* [Text shown]:
=====
I’m now sharing excerpts from a middle grade historical fantasy short story called “The Search for Shoki,” which I wrote for a contest last year. It’s set in 737 Japan, during the last year of a smallpox epidemic which started in 735 and killed one-third of the population.

Umiko Hamasaki and Mizuki, daughter of her household’s senior lady-in-waiting, are on a mission to find friendly yokai who’ll lead them to Shoki, a great slayer of disease demons. At the beach, they encountered friendly shojo, an orangutan-like race of yokai, who gave them twenty bottles of wine. Though shojo wine can cure diseases, the girls need to stay on the road and find Shoki.

Sculpture of Baku, Copyright Momotarou2012

Umiko had never ventured inside the forest. Everyone in her family, her tutors, and many of the servants had terrified her away from it with tales of horror about yokai lurking among the trees, in caves, underground, and in the skies. Some of these yokai were cannibals who loved feasting on humans daring to disturb their homes, particularly when those humans were children. It was better to be safe than sorry.
=====
* [Given entries]:
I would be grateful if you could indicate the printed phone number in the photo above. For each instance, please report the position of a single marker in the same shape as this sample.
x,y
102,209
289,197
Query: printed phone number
=====
* [Task instructions]: In the post introducing the Shoki story, rewrite the passage from "I’m now sharing" up to and including "of the population.", swapping "short story" for "novella".

* [Solution to this task]:
I’m now sharing excerpts from a middle grade historical fantasy novella called “The Search for Shoki,” which I wrote for a contest last year. It’s set in 737 Japan, during the last year of a smallpox epidemic which started in 735 and killed one-third of the population.